| What to produce |
Within the listing below, how many lines hold "white"? Reply with that number and no other text.

| Entries supplied |
* * * * * * *

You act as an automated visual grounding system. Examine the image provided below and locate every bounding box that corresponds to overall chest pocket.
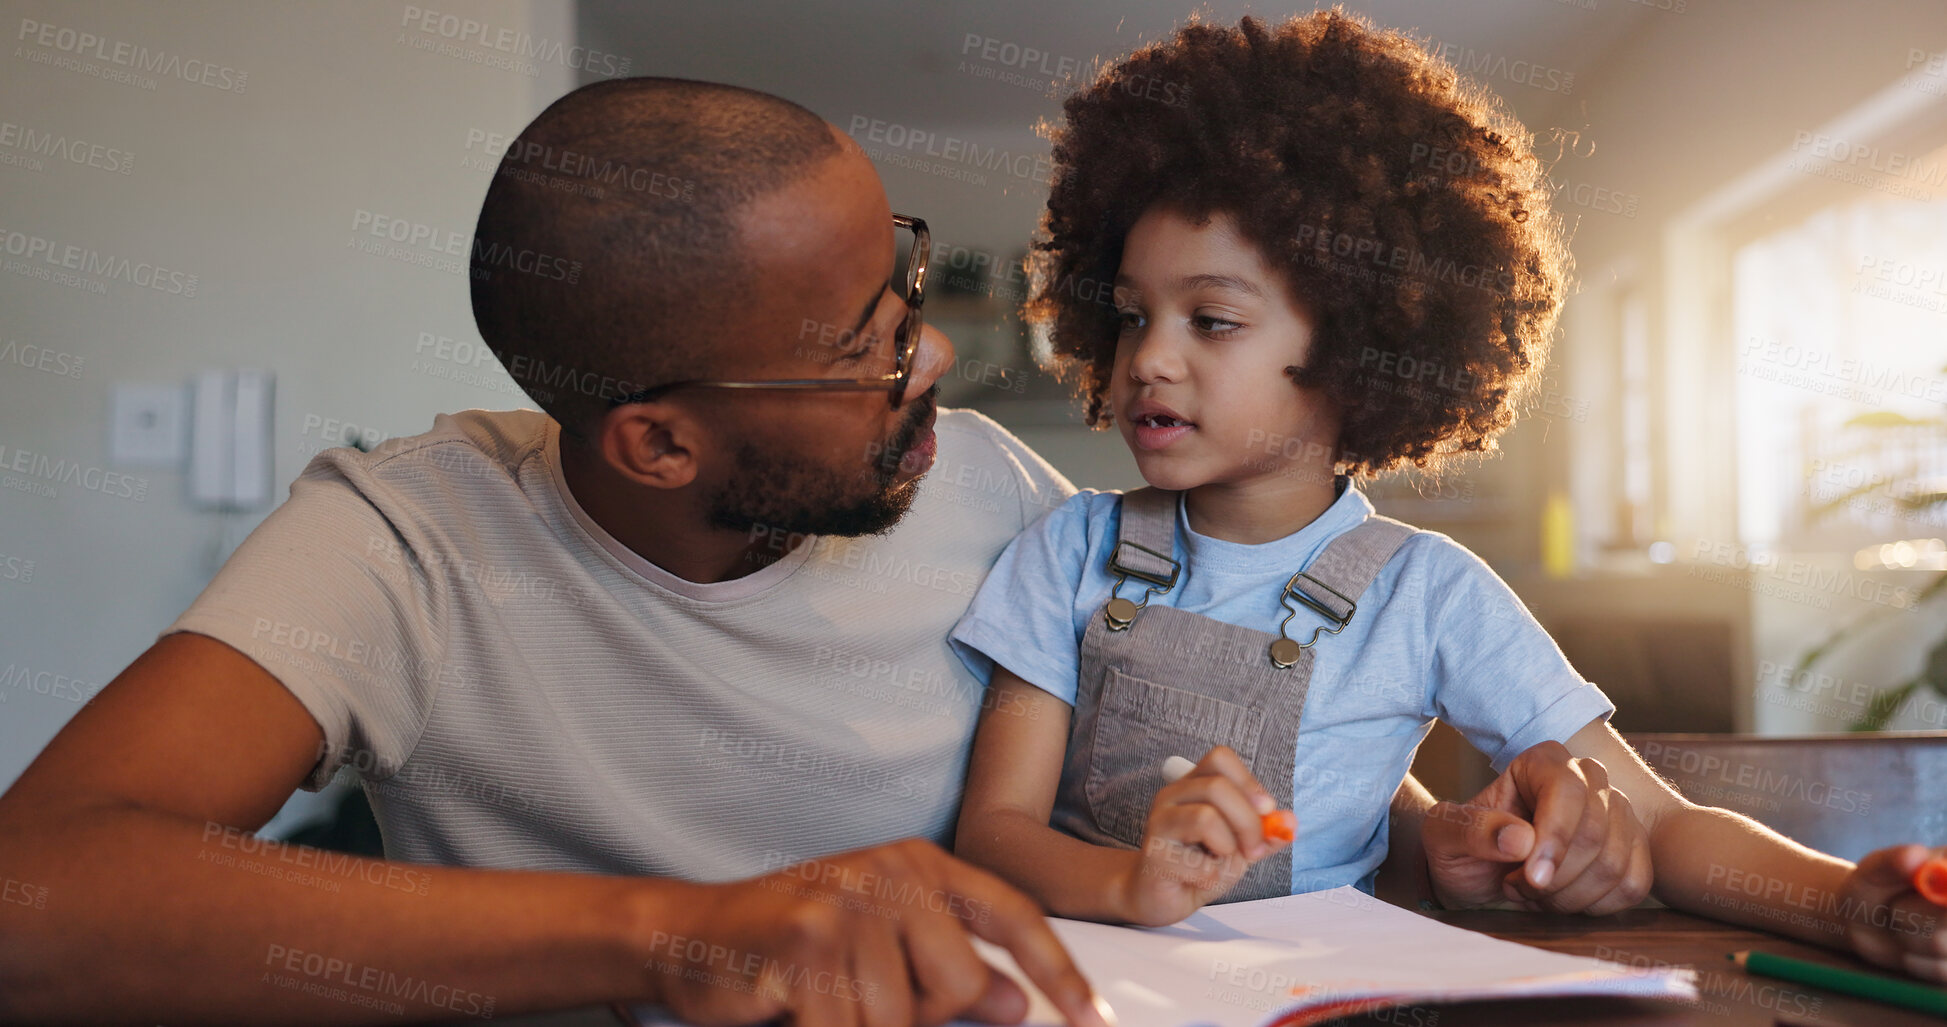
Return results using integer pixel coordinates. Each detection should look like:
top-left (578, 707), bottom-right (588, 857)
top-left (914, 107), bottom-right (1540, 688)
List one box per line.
top-left (1081, 665), bottom-right (1268, 846)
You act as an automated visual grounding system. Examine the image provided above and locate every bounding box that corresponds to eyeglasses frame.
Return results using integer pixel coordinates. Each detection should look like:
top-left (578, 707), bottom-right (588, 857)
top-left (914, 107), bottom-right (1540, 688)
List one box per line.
top-left (607, 213), bottom-right (931, 411)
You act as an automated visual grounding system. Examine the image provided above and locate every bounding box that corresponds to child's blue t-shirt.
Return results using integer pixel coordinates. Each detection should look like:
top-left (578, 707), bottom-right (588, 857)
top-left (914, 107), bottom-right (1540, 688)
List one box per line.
top-left (947, 484), bottom-right (1615, 896)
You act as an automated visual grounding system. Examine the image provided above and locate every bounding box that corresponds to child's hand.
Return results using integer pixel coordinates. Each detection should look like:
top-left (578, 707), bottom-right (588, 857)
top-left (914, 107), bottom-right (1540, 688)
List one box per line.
top-left (1839, 844), bottom-right (1947, 981)
top-left (1114, 746), bottom-right (1293, 926)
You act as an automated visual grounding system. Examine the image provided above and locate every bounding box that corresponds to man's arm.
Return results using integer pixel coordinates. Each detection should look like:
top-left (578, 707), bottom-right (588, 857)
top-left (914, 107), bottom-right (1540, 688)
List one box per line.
top-left (1565, 719), bottom-right (1946, 979)
top-left (0, 633), bottom-right (1109, 1025)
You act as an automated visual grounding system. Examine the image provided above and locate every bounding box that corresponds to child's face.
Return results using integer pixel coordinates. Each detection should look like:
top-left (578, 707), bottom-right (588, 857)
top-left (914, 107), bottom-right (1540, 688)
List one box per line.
top-left (1110, 205), bottom-right (1341, 493)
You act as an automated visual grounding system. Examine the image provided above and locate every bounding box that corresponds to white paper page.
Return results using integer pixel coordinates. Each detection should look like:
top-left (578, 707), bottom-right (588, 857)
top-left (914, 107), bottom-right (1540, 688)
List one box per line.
top-left (958, 887), bottom-right (1697, 1027)
top-left (622, 887), bottom-right (1696, 1027)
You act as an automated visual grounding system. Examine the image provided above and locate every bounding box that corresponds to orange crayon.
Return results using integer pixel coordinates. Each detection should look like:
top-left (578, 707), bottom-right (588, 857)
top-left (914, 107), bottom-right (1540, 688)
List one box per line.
top-left (1260, 808), bottom-right (1297, 843)
top-left (1913, 856), bottom-right (1947, 905)
top-left (1161, 755), bottom-right (1297, 844)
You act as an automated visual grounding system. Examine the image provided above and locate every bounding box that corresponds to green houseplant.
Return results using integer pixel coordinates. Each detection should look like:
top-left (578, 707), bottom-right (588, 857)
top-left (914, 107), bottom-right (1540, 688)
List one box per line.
top-left (1791, 398), bottom-right (1947, 731)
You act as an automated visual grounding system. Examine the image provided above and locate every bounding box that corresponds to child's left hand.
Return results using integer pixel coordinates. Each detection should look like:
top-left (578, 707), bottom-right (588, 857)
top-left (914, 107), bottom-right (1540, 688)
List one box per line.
top-left (1839, 844), bottom-right (1947, 981)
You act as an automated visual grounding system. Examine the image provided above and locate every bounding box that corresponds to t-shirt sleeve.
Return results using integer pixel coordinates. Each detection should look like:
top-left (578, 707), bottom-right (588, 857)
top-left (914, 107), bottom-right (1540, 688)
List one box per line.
top-left (1422, 537), bottom-right (1615, 772)
top-left (961, 409), bottom-right (1079, 530)
top-left (164, 454), bottom-right (452, 791)
top-left (948, 492), bottom-right (1096, 705)
top-left (1001, 437), bottom-right (1078, 531)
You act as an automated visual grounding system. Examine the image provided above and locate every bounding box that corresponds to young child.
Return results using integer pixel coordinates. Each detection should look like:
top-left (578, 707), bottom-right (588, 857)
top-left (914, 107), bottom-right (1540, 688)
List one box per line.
top-left (949, 10), bottom-right (1945, 980)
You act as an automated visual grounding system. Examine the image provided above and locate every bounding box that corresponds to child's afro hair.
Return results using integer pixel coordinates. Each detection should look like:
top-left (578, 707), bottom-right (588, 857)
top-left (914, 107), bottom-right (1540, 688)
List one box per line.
top-left (1025, 9), bottom-right (1571, 475)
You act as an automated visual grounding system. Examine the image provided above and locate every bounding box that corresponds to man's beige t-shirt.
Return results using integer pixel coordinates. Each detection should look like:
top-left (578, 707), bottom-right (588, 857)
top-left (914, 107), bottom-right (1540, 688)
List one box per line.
top-left (168, 408), bottom-right (1074, 879)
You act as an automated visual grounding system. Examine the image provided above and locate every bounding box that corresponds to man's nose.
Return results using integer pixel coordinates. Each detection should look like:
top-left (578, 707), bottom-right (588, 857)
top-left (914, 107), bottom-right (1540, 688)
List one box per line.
top-left (904, 321), bottom-right (956, 401)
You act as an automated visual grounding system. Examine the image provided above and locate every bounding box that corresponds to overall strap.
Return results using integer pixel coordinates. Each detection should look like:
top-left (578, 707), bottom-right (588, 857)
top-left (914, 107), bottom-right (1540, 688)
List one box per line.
top-left (1111, 487), bottom-right (1178, 583)
top-left (1275, 516), bottom-right (1418, 656)
top-left (1100, 487), bottom-right (1181, 631)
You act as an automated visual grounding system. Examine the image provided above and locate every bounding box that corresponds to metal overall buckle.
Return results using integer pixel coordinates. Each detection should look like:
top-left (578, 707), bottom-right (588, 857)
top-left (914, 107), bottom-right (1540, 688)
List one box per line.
top-left (1270, 571), bottom-right (1356, 668)
top-left (1103, 540), bottom-right (1179, 631)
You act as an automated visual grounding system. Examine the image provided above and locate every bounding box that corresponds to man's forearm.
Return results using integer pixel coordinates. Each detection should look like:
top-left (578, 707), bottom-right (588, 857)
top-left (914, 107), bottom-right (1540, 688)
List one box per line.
top-left (1651, 802), bottom-right (1868, 948)
top-left (0, 798), bottom-right (664, 1023)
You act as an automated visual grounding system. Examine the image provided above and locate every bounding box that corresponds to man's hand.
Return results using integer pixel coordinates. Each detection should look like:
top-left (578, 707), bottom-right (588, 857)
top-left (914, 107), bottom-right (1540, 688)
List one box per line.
top-left (1840, 844), bottom-right (1947, 981)
top-left (650, 839), bottom-right (1116, 1027)
top-left (1420, 741), bottom-right (1652, 914)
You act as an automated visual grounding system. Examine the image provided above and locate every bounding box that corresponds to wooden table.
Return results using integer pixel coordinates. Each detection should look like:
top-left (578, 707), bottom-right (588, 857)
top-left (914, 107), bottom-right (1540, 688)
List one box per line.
top-left (1392, 905), bottom-right (1937, 1025)
top-left (464, 906), bottom-right (1940, 1026)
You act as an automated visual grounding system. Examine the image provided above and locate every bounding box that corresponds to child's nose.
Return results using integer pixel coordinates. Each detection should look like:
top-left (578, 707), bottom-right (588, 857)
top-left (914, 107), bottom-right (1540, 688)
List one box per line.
top-left (1127, 327), bottom-right (1186, 384)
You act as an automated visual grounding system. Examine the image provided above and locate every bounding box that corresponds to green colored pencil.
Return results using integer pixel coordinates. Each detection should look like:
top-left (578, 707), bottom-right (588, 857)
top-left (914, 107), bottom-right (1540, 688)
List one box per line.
top-left (1730, 949), bottom-right (1947, 1016)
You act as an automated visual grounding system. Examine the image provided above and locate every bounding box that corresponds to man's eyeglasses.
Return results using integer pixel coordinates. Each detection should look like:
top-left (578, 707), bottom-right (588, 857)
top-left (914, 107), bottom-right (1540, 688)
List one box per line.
top-left (610, 214), bottom-right (930, 411)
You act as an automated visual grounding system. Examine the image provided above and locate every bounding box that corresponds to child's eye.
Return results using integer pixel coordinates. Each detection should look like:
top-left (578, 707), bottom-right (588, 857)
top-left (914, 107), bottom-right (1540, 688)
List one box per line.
top-left (1117, 310), bottom-right (1147, 332)
top-left (1192, 314), bottom-right (1243, 335)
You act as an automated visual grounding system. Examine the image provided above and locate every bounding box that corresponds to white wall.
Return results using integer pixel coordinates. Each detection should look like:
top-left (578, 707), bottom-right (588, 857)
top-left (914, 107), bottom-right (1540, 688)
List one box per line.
top-left (0, 0), bottom-right (574, 794)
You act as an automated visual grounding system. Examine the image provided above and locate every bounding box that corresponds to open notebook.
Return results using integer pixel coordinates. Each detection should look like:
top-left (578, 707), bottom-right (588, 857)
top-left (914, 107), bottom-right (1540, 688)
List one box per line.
top-left (623, 886), bottom-right (1697, 1027)
top-left (963, 887), bottom-right (1698, 1027)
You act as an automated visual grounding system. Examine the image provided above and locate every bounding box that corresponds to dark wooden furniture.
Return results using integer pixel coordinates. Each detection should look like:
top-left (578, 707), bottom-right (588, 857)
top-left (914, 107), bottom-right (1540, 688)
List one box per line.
top-left (1407, 904), bottom-right (1941, 1026)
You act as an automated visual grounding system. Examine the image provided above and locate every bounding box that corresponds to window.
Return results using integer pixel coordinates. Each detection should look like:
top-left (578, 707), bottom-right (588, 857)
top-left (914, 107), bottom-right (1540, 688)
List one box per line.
top-left (1732, 148), bottom-right (1947, 557)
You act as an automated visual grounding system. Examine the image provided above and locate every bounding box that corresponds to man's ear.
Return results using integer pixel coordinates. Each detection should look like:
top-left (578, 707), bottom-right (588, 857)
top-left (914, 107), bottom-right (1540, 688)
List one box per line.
top-left (595, 403), bottom-right (706, 489)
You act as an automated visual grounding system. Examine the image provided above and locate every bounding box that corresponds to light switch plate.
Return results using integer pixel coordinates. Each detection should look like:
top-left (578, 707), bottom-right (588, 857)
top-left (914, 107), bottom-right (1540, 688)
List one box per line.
top-left (189, 369), bottom-right (276, 509)
top-left (109, 383), bottom-right (188, 465)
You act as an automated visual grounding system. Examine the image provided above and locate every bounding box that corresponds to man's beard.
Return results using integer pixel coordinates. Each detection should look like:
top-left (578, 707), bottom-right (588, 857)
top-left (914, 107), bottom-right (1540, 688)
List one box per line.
top-left (706, 389), bottom-right (936, 539)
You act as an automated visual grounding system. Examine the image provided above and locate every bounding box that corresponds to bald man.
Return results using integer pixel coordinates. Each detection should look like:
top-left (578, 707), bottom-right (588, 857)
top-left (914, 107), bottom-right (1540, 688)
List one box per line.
top-left (0, 78), bottom-right (1647, 1024)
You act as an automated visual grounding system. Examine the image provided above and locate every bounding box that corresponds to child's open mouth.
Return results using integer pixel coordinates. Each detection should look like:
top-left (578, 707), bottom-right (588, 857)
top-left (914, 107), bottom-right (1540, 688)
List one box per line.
top-left (1130, 411), bottom-right (1196, 450)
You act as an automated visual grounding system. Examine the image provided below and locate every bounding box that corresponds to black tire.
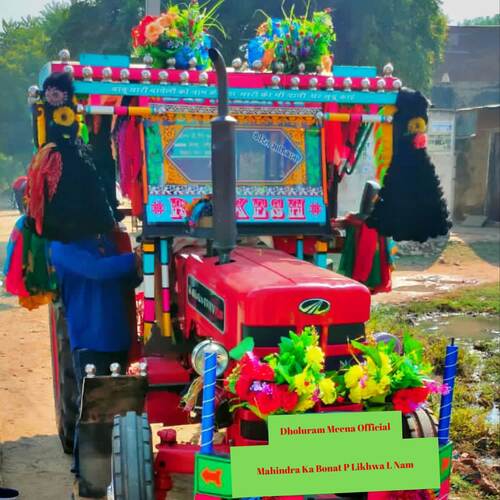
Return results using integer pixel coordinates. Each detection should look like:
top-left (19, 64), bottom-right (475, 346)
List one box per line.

* * * * * * *

| Response area |
2